--- Wat te leveren ---
Schrijf het vervolg van de tekst over het deskundigenrapport en het oordeel van de rechtbank over de verdachte, te beginnen na de laatste zin.

--- Leestekst ---
Deze deskundige Koornstra rapporteert zakelijk weergegeven als volgt:
Betrokkene is een 34-jarige jongeman met een (ernstige) verstandelijke ontwikkelingsstoornis. Sociaal- emotioneel en cognitief functioneert hij naar het lijkt al vanaf zijn jeugd op vroege basisschoolleeftijd waarbij geen ontwikkeling meer bestaat. Betrokkene zal nooit in staat zijn zelfstandig te functioneren en zal de rest van zijn leven afhankelijk zijn van uitgebreide ondersteuning bij het oplossen van problemen. Gesteld kan worden dat sprake is van matig (qua praktische vaardigheden) tot ernstige (binnen het conceptuele en sociale domein) verstandelijke beperking.
De ouders hebben hem met het hem begeleiden naar het landbouwvoertuigenbewijs (T-rijbewijs), de kans gegeven tot maximale zelfstandigheid. De ouders hebben in de ogen van de deskundige de zeer adequate beslissing genomen betrokkene niet te laten proberen een regulier bewijs te bemachtigen juist omdat het hem aan in- en overzicht in situaties ontbreekt en aan de flexibiliteit te anticiperen op problemen.
In de onderhavige tenlastelegging is duidelijk geworden dat betrokkene niet in staat is geweest een voor hem onverwachte en daarmee gevaarlijke situatie goed in te schatten. Het denken is te inflexibel en beperkt. Niet anders kan worden geconcludeerd dat het met de cognitieve beperking van betrokkene samenhing dat hij een inschattingsfout maakte. Door de beperkingen is hij slecht in staat te voor- en overzien en te anticiperen. Geadviseerd wordt dan ook het tenlastegelegde aan betrokkene slechts in verminderde mate toe te rekenen.
De klinische inschatting op de kans op herhaling van een vergelijkbaar incident leidt tot de inschatting dat dit klein is; niet omdat sprake is van een toegenomen flexibiliteit in denken, maar omdat er, vanwege de ervaring die hij hiermee heeft opgedaan, hij vergelijkbare risico’s voortaan zal mijden.
De rechtbank kan zich vinden in de conclusies en het advies van de deskundige om verdachte verminderd toerekeningsvatbaar te verklaren en verenigt zich daarmee.
De rechtbank volgt de deskundige echter niet in haar conclusie dat de kans op herhaling als klein ingeschat dient te worden. De deskundige rapporteert dat het betrokkene aan in- en overzicht in situaties ontbreekt en aan de flexibiliteit om te anticiperen op problemen. Dat is ook de reden dat zij het een adequate beslissing acht betrokkene niet te hebben laten proberen een regulier rijbewijs te behalen. Juist in het verkeer komen onverwachte en gevaarlijke situaties voor; dat is eigen aan verkeer en dus onvermijdelijk. Dat verdachte door het onderhavige feit ervaring heeft opgedaan en vergelijkbare risico’s zal mijden, maakt niet dat hij in het verkeer niet opnieuw met onverwachte en gevaarlijke situaties te maken kan krijgen, waarop hij door zijn beperkte capaciteit onvoldoende zal kunnen anticiperen.

--- Aangeleverde rijen ---
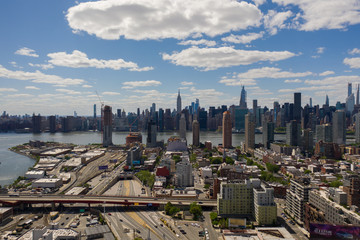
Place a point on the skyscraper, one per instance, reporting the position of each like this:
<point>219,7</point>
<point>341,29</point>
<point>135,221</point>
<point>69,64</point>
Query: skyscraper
<point>182,126</point>
<point>349,89</point>
<point>293,133</point>
<point>107,133</point>
<point>268,133</point>
<point>94,111</point>
<point>297,107</point>
<point>243,104</point>
<point>249,132</point>
<point>178,103</point>
<point>339,127</point>
<point>227,134</point>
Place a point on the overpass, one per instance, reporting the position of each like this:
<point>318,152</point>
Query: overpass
<point>88,199</point>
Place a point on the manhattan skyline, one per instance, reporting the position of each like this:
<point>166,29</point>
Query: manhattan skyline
<point>56,55</point>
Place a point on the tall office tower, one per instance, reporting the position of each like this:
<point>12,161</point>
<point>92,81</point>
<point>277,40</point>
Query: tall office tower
<point>255,110</point>
<point>249,132</point>
<point>151,138</point>
<point>36,120</point>
<point>327,100</point>
<point>324,133</point>
<point>161,120</point>
<point>94,111</point>
<point>227,134</point>
<point>243,103</point>
<point>339,127</point>
<point>297,107</point>
<point>349,89</point>
<point>52,124</point>
<point>178,103</point>
<point>107,132</point>
<point>308,140</point>
<point>350,103</point>
<point>268,133</point>
<point>293,133</point>
<point>184,175</point>
<point>182,129</point>
<point>357,128</point>
<point>296,196</point>
<point>196,133</point>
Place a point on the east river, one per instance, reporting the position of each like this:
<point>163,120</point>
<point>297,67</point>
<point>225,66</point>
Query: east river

--- Antwoord op opgave ---
De rechtbank vermeldt dat zij in het tussenvonnis nog heeft verzocht haar te informeren over de geschiktheid van verdachte tot het besturen van motorrijtuigen met beperkte snelheid. Het CBR heeft verdachte naar aanleiding daarvan door een psychiater laten onderzoeken. Deze psychiater heeft op 16 oktober 2020 geoordeeld dat verdachte
psychiatrisch gezienniet meer of minder geschikt is dan na het behalen van het T-rijbewijs. Hierop heeft het CBR bericht dat er geen reden is om verdachte ongeschikt te verklaren en dat zij voornemens is het besluit te nemen dat verdachte geschikt is. Dit alles zegt naar het oordeel van de rechtbank echter niets over de kans op herhaling.
Gelet op het voorgaande en in het belang van de verkeersveiligheid acht de rechtbank het, ondanks het feit dat verdachte als verminderd toerekeningsvatbaar moet worden beschouwd, passend en geboden aan verdachte een ontzegging van de bevoegdheid motorrijtuigen te besturen voor de duur van één jaar op te leggen.
In de persoon van verdachte en zijn verminderde toerekeningsvatbaarheid vindt de rechtbank aanleiding, ondanks de ernstige gevolgen van de aanrijding en het onherstelbare leed dat daardoor aan de nabestaanden van het slachtoffer is toegebracht, te volstaan met de enkele ontzegging van de rijbevoegdheid zoals hiervoor vermeld.